» REQUEST: The listing must be reproduced in full, exactly as it stands.

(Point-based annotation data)
:::

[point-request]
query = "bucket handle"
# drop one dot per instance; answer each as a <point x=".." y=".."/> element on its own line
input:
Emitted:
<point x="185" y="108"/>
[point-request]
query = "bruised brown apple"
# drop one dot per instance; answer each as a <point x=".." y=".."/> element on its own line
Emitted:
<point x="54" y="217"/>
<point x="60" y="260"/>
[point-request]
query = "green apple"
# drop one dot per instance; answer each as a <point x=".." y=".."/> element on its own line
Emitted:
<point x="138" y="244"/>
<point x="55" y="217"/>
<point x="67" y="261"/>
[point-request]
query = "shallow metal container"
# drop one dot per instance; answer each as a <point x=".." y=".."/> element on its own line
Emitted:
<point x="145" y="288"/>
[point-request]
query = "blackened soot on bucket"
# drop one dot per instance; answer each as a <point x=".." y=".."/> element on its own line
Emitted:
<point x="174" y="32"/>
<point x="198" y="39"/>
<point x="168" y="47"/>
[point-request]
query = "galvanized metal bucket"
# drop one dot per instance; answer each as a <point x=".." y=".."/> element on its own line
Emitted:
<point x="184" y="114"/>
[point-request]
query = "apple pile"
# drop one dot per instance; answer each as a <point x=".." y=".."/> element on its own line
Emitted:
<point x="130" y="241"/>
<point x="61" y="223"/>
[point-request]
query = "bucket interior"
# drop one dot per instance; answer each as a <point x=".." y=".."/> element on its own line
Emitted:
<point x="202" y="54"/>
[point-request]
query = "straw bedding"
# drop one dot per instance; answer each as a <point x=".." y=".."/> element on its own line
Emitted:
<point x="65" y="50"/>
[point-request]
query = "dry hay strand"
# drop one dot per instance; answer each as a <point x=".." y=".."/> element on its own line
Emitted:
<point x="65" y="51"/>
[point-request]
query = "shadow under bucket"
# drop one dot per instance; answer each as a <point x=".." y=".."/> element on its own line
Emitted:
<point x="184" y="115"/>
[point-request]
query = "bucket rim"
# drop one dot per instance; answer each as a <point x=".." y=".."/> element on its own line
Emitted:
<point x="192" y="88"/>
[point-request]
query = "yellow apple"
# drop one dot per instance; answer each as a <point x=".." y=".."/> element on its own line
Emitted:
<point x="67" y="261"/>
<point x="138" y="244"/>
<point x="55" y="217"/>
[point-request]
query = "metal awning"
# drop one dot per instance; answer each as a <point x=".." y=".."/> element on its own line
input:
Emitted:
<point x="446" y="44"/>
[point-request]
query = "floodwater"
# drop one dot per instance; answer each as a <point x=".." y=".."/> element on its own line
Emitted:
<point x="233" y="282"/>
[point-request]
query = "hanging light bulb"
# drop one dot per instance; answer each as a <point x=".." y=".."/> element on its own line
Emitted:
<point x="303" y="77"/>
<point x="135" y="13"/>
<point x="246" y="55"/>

:::

» PROBLEM SOLUTION:
[point-request]
query = "bucket handle"
# drop one dot per instance; answer each as a <point x=".." y=".."/> element on its own line
input:
Emitted:
<point x="185" y="108"/>
[point-request]
query = "bruised brown apple"
# drop one dot per instance; answer each as a <point x=".." y=".."/> element on its own line
Emitted:
<point x="54" y="217"/>
<point x="60" y="260"/>
[point-request]
query = "green apple"
# drop one dot per instance; answer each as a <point x=".." y=".."/> element on its own line
Emitted:
<point x="138" y="244"/>
<point x="55" y="217"/>
<point x="67" y="261"/>
[point-request]
query = "shallow metal container"
# drop one dot per instance; answer each as a <point x=".." y=".."/> element on its own line
Emitted:
<point x="145" y="288"/>
[point-request]
query = "blackened soot on bucket"
# drop one dot per instance; answer each as a <point x=".." y=".."/> element on its own line
Emitted:
<point x="174" y="32"/>
<point x="198" y="39"/>
<point x="168" y="47"/>
[point-request]
query = "galvanized metal bucket"
# drop one dot per instance; answer each as a <point x=".." y=".."/> element on its own line
Emitted:
<point x="184" y="114"/>
[point-request]
query = "apple pile"
# drop one dot per instance; answer each as a <point x=".." y=".."/> element on its own line
Emitted:
<point x="130" y="241"/>
<point x="61" y="223"/>
[point-request]
query = "bucket interior"
# drop one dot per instance; answer each as a <point x=".." y=".."/> element on its own line
Emitted:
<point x="202" y="54"/>
[point-request]
query = "straw bedding"
# drop one dot per instance; answer each as a <point x=".." y=".."/> element on its own line
Emitted:
<point x="65" y="50"/>
[point-request]
query = "dry hay strand"
# drop one dot per instance; answer each as a <point x=".." y=".."/> element on its own line
Emitted:
<point x="65" y="51"/>
[point-request]
query = "shadow under bucket"
# drop one dot per instance; answer each as a <point x=".." y=".."/> element on its own line
Emitted:
<point x="184" y="115"/>
[point-request]
query = "bucket rim"
# drop one dot per instance; answer each as a <point x=".." y=".."/> element on its own line
Emitted:
<point x="192" y="88"/>
[point-request]
query = "yellow apple"
# drop one dot per instance; answer each as a <point x=".." y=".."/> element on its own line
Emitted:
<point x="67" y="261"/>
<point x="138" y="244"/>
<point x="55" y="217"/>
[point-request]
query = "metal awning"
# drop one dot per instance; answer each as a <point x=".." y=".."/> element on its own line
input:
Emitted:
<point x="446" y="44"/>
[point-request]
query = "floodwater"
# drop one dot per instance; answer each as a <point x=".." y=".."/> element on its own line
Emitted:
<point x="233" y="282"/>
[point-request]
query = "hanging light bulb"
# drop one dot per instance; answer each as a <point x=".." y=".."/> element on its own line
Emitted:
<point x="303" y="77"/>
<point x="135" y="13"/>
<point x="246" y="55"/>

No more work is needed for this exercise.